EXERCISE INPUT:
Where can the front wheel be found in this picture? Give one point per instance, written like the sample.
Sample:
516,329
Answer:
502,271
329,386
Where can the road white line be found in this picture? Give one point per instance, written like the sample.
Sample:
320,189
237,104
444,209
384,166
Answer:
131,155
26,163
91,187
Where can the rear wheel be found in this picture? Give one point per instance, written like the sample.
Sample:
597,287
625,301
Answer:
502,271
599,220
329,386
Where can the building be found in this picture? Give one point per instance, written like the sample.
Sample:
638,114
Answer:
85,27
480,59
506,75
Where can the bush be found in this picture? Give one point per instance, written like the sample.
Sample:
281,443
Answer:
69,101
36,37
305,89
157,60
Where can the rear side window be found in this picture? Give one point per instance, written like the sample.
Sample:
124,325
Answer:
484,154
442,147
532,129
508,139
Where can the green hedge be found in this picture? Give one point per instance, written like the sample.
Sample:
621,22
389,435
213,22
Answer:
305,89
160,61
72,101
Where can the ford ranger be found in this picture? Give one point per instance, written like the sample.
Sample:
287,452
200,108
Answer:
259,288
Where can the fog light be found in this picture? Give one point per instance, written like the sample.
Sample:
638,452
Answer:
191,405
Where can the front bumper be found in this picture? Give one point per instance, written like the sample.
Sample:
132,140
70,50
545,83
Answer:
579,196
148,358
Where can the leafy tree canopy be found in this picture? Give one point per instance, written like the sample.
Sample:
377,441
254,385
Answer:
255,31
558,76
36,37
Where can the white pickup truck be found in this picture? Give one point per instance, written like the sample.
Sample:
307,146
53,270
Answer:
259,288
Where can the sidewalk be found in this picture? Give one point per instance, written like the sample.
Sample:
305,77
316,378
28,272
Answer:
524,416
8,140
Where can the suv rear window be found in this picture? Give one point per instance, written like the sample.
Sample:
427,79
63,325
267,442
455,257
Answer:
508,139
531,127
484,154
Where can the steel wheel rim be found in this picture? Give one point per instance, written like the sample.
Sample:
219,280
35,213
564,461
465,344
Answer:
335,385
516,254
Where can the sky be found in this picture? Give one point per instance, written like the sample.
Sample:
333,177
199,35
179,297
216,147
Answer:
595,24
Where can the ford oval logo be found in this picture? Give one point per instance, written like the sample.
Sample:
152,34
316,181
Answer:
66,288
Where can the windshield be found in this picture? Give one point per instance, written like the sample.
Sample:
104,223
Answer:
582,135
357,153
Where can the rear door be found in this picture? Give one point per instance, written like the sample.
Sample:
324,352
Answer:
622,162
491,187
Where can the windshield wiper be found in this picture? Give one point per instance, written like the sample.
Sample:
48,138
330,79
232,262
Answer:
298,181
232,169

WHAT IS NEEDED: Render every one of the lines above as a numbered list, omitting any blank lines.

WRITTEN SOLUTION:
1. Where can the front wheel be found in this picture? Give one point per instance, written like the sample.
2. Sample:
3. 516,329
4. Answer:
5. 502,271
6. 329,386
7. Where can the road white line be found in this picture? Give one point per instance, written like the sample.
8. Sample:
9. 320,189
10. 237,104
11. 444,209
12. 384,166
13. Answer:
14. 131,155
15. 26,163
16. 91,187
17. Where can the rear wheel be found in this picture? Give one point per instance, written like the sample.
18. Sample:
19. 597,287
20. 625,301
21. Answer:
22. 502,271
23. 599,220
24. 329,386
25. Where can the building be found in this picture? Give one point per instance, written like the sample.
26. Sample:
27. 638,114
28. Answer:
29. 85,27
30. 480,59
31. 506,75
32. Where can the bush be found in this picture? Give one point per instance, written like the sample.
33. Sample:
34. 281,443
35. Answer:
36. 69,101
37. 36,37
38. 305,89
39. 157,60
40. Where can the rear side window be found in this picture? Give one point per instance, written like the sample.
41. Sample:
42. 124,325
43. Answer:
44. 484,154
45. 442,147
46. 532,129
47. 508,139
48. Where can the green hedge be found in this picture? Give one point per instance, written like the sample.
49. Sample:
50. 621,22
51. 389,435
52. 213,22
53. Answer:
54. 305,89
55. 160,61
56. 72,101
57. Where can the ford ranger be found in this picture? Give one point per instance, written like the sample.
58. Sample:
59. 287,452
60. 200,108
61. Answer:
62. 259,288
63. Where can the fog light be found in this picture? Give one point per instance, written like the sample.
64. Sample:
65. 638,452
66. Answer:
67. 191,405
68. Where can the front bumper be found in this picture? Give one point per instance, written like the sample.
69. Sample:
70. 132,140
71. 70,50
72. 545,83
73. Answer:
74. 579,196
75. 148,358
76. Where can the leafy tree canopy be found in this picture? Give one point per instance, written like the sample.
77. Sample:
78. 377,441
79. 254,385
80. Answer:
81. 255,31
82. 558,76
83. 36,37
84. Where can the white pickup truck be found in this picture? Give one point per instance, written like the sample.
85. Sample:
86. 307,146
87. 53,270
88. Answer:
89. 259,288
90. Where can the sidewalk be found in this picture? Give one point per instance, written like the sample.
91. Sample:
92. 305,77
93. 316,378
94. 28,272
95. Answer:
96. 524,416
97. 8,140
98. Where can the suv rear window be found in this picture? Give one point per instance, written like the sample.
99. Sample:
100. 427,79
101. 63,325
102. 267,442
103. 455,257
104. Answer:
105. 508,139
106. 531,127
107. 484,154
108. Where can the steel wheel rim be found in this picture? Give one point per instance, written like the sample.
109. Sample:
110. 219,280
111. 35,213
112. 564,461
113. 465,344
114. Answer:
115. 335,385
116. 516,254
117. Where can the sky be found in this picture? Give one point per instance, written like the sample.
118. Sample:
119. 333,177
120. 199,35
121. 179,297
122. 216,147
123. Answer:
124. 595,24
125. Where can the ford oval logo be found in this picture? Give one point per instance, written like the sample.
126. Sample:
127. 152,34
128. 316,181
129. Answer:
130. 66,288
131. Where can the windshield be found in this picture? Give one point per instance, written like the sample.
132. Sample:
133. 104,223
134. Answer:
135. 582,135
136. 357,153
137. Where can the rear door be found in this picture? Give one point per instance, written like the sample.
138. Sample:
139. 324,352
140. Answer:
141. 622,162
142. 491,187
143. Where can the windshield wiper be found in this picture? Give one point per instance, written like the sample.
144. Sample:
145. 48,138
146. 330,79
147. 232,262
148. Answer:
149. 298,181
150. 232,169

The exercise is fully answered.